++++ Textauszug ++++

Mit der Signa Holding ging es in den Abgrund
14.03.2024, 08:00 Uhr
Die wiedergewonnene Freiheit von Tennis-Point
Die Insolvenz des so erfolgsverwöhnten Multichannel-Händlers Tennis-Point hatte auch mit den Umständen bei Mutter Signa Sports United zu tun. Das Unternehmen will nun mit einem Investorenkonsortium wieder angreifen. Welche Rolle Gründer Christian Miele dabei spielt.
Der Tennis-Point-Store in Münster - einer von zwölf Geschäften des Händlers deutschlandweit.
Quelle: Tennis-Point
Seit Oktober des letzten Jahres befindet sich Signa Sports United (SSU) in Insolvenz. Dazu war es gekommen, als die Signa Holding das garantierte Eigenkapital in Höhe von 150 Mio. Euro aufgekündigt hatte. Und dann fielen die der SSU angeschlossenen Sporthandelstöchter um wie Dominosteine. Die allererste, die ebenso einen Insolvenzantrag stellen musste, war Tennis-Point. Der Multichannel-Händler ist gleichzeitig das erste Unternehmen aus dieser gestrauchelten Gruppe, das wieder zukunftsfähig gemacht wurde. Und daran hat Gründer Christian Miele (49) einen großen Anteil.
Großes Filialnetz, viele Niederlassungen
Hat seine Firma wieder: Christian Miele, Gründer und Geschäftsführer von Tennis-Point.

++++ Datensätze ++++

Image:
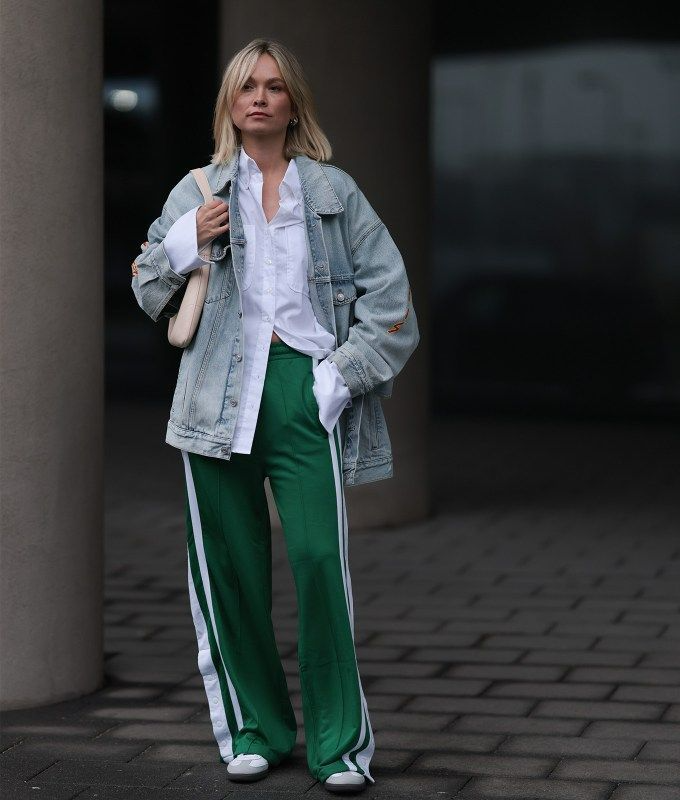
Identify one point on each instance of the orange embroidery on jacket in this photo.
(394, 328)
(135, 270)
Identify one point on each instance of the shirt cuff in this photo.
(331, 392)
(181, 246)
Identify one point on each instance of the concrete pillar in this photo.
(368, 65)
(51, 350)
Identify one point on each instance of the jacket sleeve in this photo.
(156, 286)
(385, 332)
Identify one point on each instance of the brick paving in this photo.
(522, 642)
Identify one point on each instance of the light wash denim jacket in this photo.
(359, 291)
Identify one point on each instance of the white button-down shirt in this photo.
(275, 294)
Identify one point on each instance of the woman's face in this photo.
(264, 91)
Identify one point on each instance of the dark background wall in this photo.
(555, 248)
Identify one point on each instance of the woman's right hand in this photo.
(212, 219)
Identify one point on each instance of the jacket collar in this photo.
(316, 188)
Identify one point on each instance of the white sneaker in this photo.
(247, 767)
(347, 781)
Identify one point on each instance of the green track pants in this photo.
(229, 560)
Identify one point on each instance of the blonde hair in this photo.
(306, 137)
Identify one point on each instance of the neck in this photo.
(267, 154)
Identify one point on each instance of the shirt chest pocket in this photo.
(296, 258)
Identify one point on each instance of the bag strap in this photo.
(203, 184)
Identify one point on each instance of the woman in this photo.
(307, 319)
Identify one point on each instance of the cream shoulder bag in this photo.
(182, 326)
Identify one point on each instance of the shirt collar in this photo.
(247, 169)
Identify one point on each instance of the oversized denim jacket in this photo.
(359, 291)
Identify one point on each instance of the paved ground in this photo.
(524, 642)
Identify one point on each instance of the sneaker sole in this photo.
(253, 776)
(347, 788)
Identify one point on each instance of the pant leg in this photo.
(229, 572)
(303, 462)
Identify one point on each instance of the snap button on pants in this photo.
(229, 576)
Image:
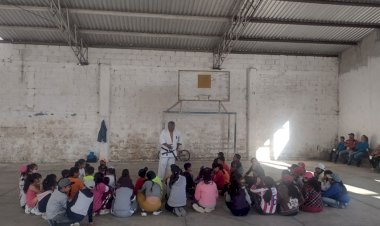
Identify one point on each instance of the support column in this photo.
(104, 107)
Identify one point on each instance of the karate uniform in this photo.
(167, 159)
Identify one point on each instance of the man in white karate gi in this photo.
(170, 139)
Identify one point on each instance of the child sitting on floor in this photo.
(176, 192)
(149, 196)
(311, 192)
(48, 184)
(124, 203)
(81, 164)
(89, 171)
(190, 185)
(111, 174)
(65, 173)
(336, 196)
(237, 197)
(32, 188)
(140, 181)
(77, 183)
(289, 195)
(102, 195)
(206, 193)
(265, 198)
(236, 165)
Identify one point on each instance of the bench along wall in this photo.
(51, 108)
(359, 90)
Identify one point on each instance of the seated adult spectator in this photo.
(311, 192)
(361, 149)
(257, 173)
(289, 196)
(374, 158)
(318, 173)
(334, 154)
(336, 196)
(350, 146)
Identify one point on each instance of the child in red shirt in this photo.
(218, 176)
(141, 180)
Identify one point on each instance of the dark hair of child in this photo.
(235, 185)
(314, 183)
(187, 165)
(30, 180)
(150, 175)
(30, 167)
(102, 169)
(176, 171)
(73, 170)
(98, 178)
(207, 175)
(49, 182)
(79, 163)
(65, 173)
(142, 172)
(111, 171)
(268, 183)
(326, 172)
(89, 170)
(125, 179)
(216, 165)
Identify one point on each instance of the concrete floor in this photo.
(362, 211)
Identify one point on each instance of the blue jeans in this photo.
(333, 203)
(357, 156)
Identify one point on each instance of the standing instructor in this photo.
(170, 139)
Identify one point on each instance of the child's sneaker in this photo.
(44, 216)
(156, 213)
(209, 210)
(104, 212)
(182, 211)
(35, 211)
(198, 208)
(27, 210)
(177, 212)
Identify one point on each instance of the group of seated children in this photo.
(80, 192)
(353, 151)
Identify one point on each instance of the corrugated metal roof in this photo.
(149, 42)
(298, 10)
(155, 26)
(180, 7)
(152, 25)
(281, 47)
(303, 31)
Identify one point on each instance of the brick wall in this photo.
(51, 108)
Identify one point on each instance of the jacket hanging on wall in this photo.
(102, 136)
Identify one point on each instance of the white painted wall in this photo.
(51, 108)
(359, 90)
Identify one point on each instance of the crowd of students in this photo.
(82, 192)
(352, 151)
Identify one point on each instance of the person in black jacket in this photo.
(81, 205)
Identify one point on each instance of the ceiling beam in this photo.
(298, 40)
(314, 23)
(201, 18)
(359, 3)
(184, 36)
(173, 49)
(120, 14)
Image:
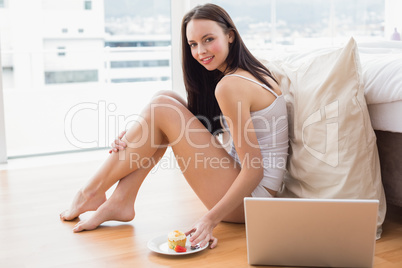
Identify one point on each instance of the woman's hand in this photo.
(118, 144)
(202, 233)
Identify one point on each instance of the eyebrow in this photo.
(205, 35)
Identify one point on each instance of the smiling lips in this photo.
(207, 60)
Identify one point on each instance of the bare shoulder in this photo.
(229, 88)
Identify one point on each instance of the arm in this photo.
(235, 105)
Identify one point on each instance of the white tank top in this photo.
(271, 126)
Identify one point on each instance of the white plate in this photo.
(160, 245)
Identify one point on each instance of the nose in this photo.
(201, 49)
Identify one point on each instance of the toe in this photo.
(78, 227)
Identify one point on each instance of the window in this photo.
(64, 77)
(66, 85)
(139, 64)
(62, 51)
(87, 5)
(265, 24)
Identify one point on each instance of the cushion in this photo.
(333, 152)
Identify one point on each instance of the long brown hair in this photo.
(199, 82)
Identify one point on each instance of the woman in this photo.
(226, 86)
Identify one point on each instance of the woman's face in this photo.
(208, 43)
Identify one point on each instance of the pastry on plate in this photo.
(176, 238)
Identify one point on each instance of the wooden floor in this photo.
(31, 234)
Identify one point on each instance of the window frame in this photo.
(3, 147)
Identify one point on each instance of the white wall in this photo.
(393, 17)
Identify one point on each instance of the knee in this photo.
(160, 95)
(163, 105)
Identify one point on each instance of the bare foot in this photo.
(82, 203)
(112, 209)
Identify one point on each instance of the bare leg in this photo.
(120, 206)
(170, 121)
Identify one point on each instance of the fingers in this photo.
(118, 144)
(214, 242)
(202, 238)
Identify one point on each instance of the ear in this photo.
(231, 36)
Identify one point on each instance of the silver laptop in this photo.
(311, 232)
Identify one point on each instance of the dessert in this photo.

++++

§ Aufgabe 1:
In welcher Höhe hatte die Signa Holding laut dem Textauszug das garantierte Eigenkapital aufgekündigt?
§ Aufgabe 2:
Fasse den Absatz im Textauszug, der mit „Seit Oktober des letzten Jahres“ beginnt, als Stichpunktliste zusammen und behalte dabei seine wesentlichen Fakten bei.
§ Aufgabe 3:
Gib den Textauszug von „Quelle: Tennis-Point“ bis einschließlich „einen großen Anteil.“ wieder und tausche dabei „Dominosteine“ gegen „Kartenhäuser“ aus.

§ Musterlösung 1:
150 Mio. Euro

§ Musterlösung 2:
- Signa Sports United (SSU) ist seit Oktober des letzten Jahres insolvent.
- Auslöser war, dass die Signa Holding das garantierte Eigenkapital von 150 Mio. Euro aufgekündigt hatte.
- Danach fielen die Sporthandelstöchter der SSU nacheinander um.
- Tennis-Point musste als allererste einen Insolvenzantrag stellen.
- Tennis-Point ist zugleich das erste Unternehmen der Gruppe, das wieder zukunftsfähig gemacht wurde.
- Daran hat Gründer Christian Miele (49) einen großen Anteil.

§ Musterlösung 3:
Quelle: Tennis-Point
Seit Oktober des letzten Jahres befindet sich Signa Sports United (SSU) in Insolvenz. Dazu war es gekommen, als die Signa Holding das garantierte Eigenkapital in Höhe von 150 Mio. Euro aufgekündigt hatte. Und dann fielen die der SSU angeschlossenen Sporthandelstöchter um wie Kartenhäuser. Die allererste, die ebenso einen Insolvenzantrag stellen musste, war Tennis-Point. Der Multichannel-Händler ist gleichzeitig das erste Unternehmen aus dieser gestrauchelten Gruppe, das wieder zukunftsfähig gemacht wurde. Und daran hat Gründer Christian Miele (49) einen großen Anteil.